**Exercise:** List every line in the entries below that contains the string "stone". Case counts, so match only that exact capitalization.

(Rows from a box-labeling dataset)

------------------------------------------------------------

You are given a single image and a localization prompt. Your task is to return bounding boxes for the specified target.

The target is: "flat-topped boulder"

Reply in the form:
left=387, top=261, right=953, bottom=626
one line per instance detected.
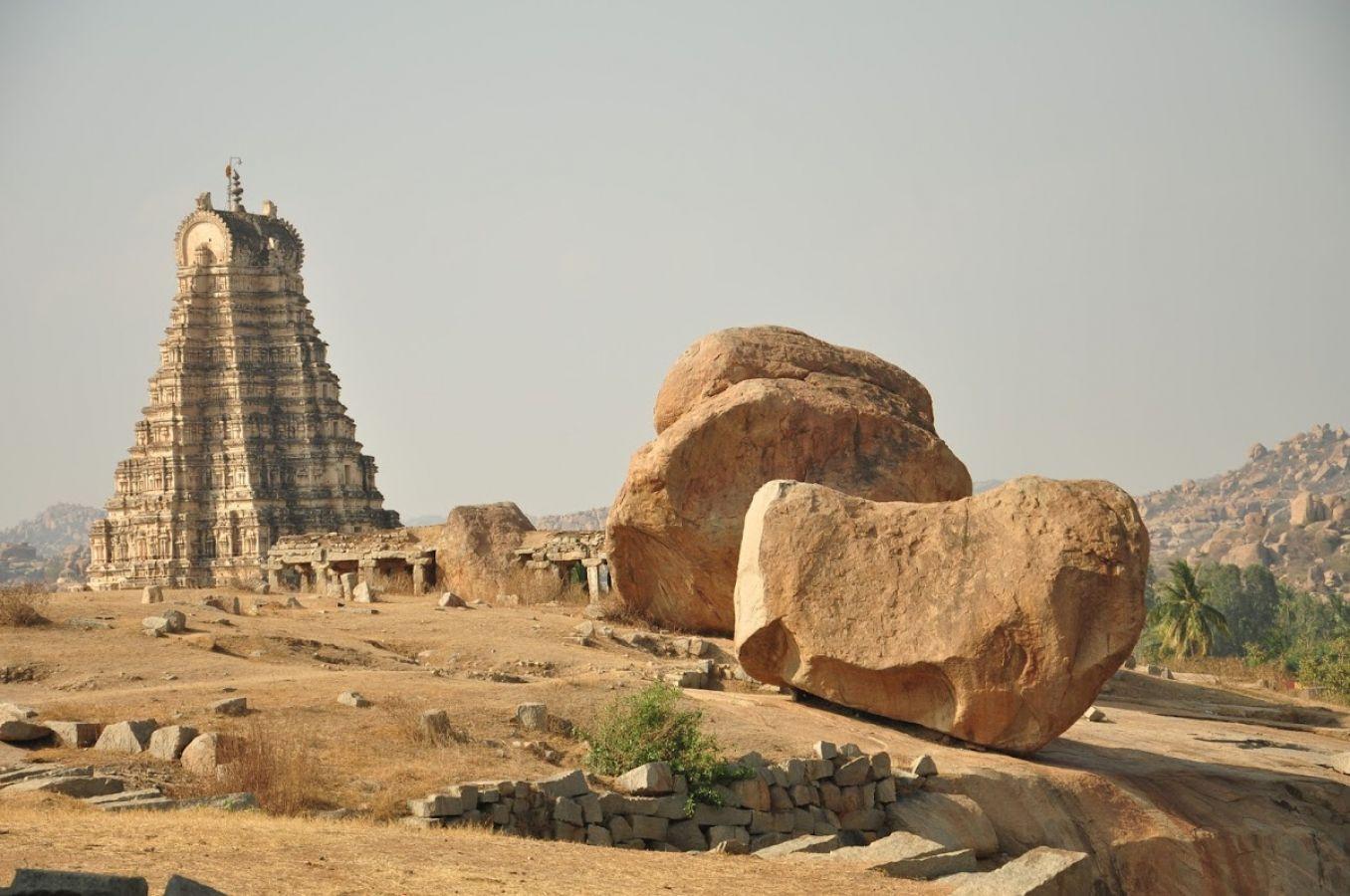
left=607, top=327, right=971, bottom=634
left=736, top=476, right=1149, bottom=753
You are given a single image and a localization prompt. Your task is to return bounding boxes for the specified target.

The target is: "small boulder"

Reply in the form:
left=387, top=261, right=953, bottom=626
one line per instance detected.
left=94, top=719, right=159, bottom=753
left=516, top=703, right=549, bottom=732
left=148, top=725, right=198, bottom=763
left=614, top=763, right=675, bottom=796
left=211, top=696, right=249, bottom=715
left=179, top=732, right=225, bottom=778
left=46, top=722, right=103, bottom=748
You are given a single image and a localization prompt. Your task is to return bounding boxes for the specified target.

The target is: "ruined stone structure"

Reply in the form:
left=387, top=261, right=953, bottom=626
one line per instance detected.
left=515, top=531, right=610, bottom=600
left=89, top=168, right=398, bottom=588
left=267, top=529, right=436, bottom=597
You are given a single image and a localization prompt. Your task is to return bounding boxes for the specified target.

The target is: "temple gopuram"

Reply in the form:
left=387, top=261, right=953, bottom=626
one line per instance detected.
left=89, top=167, right=398, bottom=588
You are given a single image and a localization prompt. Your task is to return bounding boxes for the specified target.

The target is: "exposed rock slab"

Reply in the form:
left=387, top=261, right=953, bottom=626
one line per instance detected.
left=736, top=476, right=1149, bottom=753
left=942, top=846, right=1095, bottom=896
left=607, top=327, right=971, bottom=634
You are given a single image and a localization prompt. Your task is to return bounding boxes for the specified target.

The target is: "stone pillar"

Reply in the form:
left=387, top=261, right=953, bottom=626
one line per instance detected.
left=581, top=558, right=599, bottom=600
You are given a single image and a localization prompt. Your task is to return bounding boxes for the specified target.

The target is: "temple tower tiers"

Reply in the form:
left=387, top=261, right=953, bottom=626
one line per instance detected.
left=89, top=177, right=398, bottom=588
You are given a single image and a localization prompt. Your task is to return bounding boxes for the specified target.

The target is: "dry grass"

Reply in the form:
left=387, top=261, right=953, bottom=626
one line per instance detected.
left=0, top=584, right=52, bottom=629
left=183, top=721, right=331, bottom=815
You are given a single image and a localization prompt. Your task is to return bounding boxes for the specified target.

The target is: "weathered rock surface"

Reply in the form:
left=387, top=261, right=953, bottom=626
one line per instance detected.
left=418, top=501, right=535, bottom=600
left=181, top=732, right=225, bottom=778
left=942, top=846, right=1096, bottom=896
left=607, top=327, right=971, bottom=633
left=94, top=719, right=159, bottom=753
left=736, top=476, right=1149, bottom=753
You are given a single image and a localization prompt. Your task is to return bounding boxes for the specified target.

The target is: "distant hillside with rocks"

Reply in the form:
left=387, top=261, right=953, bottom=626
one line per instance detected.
left=530, top=505, right=609, bottom=532
left=0, top=504, right=107, bottom=558
left=1138, top=424, right=1350, bottom=596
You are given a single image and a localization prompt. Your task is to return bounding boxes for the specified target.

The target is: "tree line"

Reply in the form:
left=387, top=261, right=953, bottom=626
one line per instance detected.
left=1139, top=560, right=1350, bottom=699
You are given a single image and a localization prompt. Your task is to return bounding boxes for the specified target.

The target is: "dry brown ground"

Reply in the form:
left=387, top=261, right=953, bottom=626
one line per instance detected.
left=0, top=591, right=1350, bottom=893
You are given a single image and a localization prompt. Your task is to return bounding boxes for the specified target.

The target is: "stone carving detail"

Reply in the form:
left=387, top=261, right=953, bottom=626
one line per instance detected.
left=89, top=183, right=398, bottom=588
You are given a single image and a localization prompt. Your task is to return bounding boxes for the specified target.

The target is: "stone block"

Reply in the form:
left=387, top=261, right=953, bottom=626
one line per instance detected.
left=731, top=778, right=774, bottom=812
left=751, top=831, right=792, bottom=853
left=179, top=732, right=224, bottom=778
left=0, top=718, right=52, bottom=744
left=666, top=820, right=708, bottom=853
left=4, top=868, right=150, bottom=896
left=806, top=760, right=834, bottom=782
left=45, top=722, right=103, bottom=748
left=755, top=834, right=841, bottom=858
left=148, top=725, right=200, bottom=763
left=614, top=763, right=675, bottom=796
left=834, top=744, right=872, bottom=786
left=94, top=719, right=159, bottom=753
left=871, top=753, right=891, bottom=782
left=516, top=703, right=549, bottom=732
left=0, top=775, right=126, bottom=798
left=708, top=824, right=751, bottom=853
left=211, top=696, right=249, bottom=715
left=629, top=815, right=670, bottom=840
left=539, top=770, right=590, bottom=797
left=694, top=802, right=751, bottom=825
left=554, top=819, right=586, bottom=843
left=554, top=796, right=586, bottom=824
left=609, top=815, right=633, bottom=843
left=576, top=793, right=604, bottom=824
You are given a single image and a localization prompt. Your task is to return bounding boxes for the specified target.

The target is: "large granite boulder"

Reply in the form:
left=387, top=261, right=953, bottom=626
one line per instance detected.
left=607, top=327, right=971, bottom=634
left=418, top=501, right=535, bottom=600
left=736, top=476, right=1149, bottom=753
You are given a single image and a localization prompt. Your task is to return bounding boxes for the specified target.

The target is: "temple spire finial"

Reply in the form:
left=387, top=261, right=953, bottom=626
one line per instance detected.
left=225, top=155, right=244, bottom=212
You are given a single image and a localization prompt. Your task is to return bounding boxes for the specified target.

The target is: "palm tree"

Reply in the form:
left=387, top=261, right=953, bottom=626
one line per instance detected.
left=1149, top=560, right=1229, bottom=656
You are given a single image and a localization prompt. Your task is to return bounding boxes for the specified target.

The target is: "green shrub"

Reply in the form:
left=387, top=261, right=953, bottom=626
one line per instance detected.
left=584, top=681, right=755, bottom=811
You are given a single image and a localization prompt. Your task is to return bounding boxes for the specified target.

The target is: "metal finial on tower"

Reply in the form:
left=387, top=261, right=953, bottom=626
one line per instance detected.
left=225, top=155, right=244, bottom=212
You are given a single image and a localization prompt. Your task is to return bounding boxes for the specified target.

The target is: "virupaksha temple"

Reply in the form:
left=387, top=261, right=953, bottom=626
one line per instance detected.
left=89, top=167, right=398, bottom=588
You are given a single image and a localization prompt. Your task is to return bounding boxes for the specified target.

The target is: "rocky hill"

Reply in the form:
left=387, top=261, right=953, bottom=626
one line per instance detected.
left=530, top=505, right=609, bottom=532
left=0, top=504, right=104, bottom=558
left=1138, top=424, right=1350, bottom=596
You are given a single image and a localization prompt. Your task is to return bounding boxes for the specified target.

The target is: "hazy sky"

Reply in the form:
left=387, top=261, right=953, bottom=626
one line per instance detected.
left=0, top=0, right=1350, bottom=525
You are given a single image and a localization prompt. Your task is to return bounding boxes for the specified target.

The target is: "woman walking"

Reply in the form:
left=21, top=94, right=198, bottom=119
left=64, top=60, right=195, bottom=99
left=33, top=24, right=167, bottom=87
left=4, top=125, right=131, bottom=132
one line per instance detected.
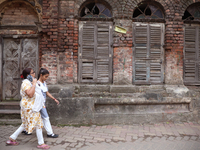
left=6, top=68, right=50, bottom=149
left=37, top=68, right=59, bottom=138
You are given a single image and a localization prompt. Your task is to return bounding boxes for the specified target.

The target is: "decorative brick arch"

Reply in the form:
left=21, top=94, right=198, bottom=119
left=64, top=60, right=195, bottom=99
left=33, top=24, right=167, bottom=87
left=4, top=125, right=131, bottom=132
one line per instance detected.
left=0, top=0, right=42, bottom=23
left=74, top=0, right=121, bottom=18
left=180, top=0, right=200, bottom=16
left=115, top=0, right=166, bottom=19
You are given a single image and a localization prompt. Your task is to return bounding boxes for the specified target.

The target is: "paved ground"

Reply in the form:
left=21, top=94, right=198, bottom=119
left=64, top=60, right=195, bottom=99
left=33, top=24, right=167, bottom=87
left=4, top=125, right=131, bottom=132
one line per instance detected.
left=0, top=123, right=200, bottom=150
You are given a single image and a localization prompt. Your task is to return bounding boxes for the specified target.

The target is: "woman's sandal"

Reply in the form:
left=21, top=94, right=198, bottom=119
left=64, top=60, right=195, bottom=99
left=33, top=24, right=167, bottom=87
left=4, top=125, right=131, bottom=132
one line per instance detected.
left=6, top=140, right=19, bottom=146
left=37, top=144, right=50, bottom=149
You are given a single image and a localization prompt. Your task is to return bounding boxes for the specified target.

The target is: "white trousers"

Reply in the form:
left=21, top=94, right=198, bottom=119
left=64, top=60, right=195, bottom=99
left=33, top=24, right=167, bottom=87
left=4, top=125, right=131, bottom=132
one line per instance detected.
left=42, top=117, right=53, bottom=135
left=10, top=124, right=44, bottom=145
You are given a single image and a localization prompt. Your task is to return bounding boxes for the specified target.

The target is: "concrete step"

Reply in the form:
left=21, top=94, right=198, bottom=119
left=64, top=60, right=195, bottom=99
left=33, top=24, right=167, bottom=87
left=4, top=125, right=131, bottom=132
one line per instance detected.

------------------------------------------------------------

**Expected answer:**
The target is: "ruined stone structure"
The target is: "stone pillar"
The target is: "stone carving detail"
The target is: "stone block"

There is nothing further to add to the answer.